** Instructions for the task **
Look through the entries below. Say how many lines include "sculpture", with nothing added.

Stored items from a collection
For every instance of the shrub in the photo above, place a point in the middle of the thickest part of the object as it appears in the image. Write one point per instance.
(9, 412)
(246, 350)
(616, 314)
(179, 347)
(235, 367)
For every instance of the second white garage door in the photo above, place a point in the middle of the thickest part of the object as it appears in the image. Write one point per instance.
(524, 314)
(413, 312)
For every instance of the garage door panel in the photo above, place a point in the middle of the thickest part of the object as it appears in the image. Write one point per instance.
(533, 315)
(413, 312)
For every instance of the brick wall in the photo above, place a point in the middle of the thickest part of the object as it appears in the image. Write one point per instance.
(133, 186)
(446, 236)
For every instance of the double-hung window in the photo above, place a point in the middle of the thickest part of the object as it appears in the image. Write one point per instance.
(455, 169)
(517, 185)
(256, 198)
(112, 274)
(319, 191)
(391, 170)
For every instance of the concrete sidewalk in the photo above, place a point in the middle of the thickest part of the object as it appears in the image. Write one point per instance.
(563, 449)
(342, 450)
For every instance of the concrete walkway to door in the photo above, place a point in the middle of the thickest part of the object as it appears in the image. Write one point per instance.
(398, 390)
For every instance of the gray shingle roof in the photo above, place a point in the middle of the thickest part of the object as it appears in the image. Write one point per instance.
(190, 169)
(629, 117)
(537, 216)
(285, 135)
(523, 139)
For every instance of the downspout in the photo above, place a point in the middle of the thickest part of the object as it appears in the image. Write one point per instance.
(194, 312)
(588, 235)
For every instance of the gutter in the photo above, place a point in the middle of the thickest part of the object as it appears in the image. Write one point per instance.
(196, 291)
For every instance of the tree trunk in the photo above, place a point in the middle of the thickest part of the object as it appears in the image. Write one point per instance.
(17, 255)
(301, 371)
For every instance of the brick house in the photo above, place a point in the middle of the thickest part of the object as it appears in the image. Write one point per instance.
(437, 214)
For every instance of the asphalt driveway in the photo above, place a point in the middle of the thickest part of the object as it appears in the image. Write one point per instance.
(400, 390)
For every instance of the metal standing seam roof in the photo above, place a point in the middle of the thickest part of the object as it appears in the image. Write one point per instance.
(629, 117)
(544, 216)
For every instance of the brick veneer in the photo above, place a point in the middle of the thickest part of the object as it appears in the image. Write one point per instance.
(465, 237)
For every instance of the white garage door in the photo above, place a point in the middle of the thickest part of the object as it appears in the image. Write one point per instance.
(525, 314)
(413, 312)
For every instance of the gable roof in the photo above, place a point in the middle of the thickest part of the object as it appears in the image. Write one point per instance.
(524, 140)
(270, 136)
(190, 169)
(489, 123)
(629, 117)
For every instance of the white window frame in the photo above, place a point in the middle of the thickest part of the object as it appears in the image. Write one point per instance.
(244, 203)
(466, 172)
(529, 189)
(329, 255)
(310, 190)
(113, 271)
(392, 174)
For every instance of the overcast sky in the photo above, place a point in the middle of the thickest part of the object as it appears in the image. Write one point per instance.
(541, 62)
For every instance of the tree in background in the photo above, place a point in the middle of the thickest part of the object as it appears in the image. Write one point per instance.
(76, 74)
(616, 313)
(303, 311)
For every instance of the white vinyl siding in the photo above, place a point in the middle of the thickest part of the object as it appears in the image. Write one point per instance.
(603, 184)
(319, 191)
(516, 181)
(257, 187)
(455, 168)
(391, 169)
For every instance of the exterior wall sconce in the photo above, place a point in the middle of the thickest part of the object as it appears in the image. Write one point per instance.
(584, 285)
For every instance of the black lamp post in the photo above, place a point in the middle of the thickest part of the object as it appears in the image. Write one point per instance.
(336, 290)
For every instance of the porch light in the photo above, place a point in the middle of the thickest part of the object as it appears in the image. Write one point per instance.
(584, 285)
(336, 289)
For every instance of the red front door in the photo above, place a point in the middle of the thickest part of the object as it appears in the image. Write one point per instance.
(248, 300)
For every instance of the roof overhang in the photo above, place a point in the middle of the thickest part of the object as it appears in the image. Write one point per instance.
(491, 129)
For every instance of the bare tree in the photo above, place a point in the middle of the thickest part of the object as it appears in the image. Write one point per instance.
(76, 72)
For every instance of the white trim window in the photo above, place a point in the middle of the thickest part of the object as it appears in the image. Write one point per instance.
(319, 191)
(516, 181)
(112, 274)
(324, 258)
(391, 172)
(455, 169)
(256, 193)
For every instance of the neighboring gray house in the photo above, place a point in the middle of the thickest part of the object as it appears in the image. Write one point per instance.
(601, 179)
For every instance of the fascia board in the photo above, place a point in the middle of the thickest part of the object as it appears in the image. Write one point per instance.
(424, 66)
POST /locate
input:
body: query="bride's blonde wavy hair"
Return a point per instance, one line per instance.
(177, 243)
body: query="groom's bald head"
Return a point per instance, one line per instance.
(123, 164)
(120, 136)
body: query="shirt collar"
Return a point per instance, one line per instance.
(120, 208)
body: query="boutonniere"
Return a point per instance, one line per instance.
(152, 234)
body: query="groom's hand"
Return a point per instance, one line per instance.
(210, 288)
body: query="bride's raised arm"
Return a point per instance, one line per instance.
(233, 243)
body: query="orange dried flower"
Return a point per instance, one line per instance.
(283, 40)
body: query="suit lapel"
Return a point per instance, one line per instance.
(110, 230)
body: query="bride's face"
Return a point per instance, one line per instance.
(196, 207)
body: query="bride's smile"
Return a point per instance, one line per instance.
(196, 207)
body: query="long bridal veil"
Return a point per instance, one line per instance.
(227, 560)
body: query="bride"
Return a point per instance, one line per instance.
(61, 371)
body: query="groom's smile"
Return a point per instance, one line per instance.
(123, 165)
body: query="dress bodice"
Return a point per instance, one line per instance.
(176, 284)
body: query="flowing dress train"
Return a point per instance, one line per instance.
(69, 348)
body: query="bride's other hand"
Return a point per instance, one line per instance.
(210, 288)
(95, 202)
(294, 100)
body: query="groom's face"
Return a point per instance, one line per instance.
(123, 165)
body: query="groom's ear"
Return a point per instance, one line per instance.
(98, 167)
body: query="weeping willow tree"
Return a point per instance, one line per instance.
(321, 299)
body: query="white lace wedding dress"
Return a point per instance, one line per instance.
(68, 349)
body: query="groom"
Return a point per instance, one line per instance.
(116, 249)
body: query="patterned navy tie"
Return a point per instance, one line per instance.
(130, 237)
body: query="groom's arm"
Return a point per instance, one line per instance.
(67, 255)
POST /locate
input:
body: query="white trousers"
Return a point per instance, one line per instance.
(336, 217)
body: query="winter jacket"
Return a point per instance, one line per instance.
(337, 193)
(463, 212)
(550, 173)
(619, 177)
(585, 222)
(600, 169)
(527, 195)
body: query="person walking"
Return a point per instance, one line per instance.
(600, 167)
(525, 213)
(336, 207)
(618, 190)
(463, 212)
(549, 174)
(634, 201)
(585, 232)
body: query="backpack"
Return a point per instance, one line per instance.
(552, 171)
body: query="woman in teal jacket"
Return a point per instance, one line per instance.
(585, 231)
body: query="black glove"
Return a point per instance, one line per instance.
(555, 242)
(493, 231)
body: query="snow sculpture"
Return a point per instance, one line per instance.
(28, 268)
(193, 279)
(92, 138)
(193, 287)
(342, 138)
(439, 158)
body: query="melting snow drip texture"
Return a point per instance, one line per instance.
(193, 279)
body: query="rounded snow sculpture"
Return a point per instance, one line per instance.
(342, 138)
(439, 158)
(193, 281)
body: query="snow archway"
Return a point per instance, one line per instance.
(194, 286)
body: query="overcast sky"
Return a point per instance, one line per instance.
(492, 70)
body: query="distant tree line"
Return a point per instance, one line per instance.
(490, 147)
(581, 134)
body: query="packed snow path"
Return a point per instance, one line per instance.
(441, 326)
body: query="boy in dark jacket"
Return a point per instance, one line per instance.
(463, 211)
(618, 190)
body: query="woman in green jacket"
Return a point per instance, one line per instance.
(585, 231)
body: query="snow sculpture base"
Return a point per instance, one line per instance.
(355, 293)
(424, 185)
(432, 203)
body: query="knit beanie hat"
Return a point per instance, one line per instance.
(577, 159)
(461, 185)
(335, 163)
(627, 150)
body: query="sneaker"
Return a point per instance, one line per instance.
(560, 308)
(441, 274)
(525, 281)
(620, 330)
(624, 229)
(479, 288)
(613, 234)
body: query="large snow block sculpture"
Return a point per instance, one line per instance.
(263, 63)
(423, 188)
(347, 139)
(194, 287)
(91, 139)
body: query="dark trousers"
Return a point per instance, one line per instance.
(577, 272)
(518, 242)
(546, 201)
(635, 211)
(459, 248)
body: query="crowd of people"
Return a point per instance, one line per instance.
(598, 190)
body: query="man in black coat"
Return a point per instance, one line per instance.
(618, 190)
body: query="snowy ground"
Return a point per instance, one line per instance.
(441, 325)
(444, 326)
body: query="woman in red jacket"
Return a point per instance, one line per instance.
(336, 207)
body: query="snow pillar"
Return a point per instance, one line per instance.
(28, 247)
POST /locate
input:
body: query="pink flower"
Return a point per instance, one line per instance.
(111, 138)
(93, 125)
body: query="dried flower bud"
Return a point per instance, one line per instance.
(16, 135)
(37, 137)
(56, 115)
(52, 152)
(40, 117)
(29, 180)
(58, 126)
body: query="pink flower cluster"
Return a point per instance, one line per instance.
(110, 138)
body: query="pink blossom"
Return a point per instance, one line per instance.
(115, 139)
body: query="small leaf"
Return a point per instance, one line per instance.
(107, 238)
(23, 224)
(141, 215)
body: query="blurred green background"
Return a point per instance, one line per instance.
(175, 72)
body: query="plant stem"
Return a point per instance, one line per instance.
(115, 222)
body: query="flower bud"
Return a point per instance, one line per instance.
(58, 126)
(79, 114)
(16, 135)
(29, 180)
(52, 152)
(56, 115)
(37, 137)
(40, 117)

** Your response **
4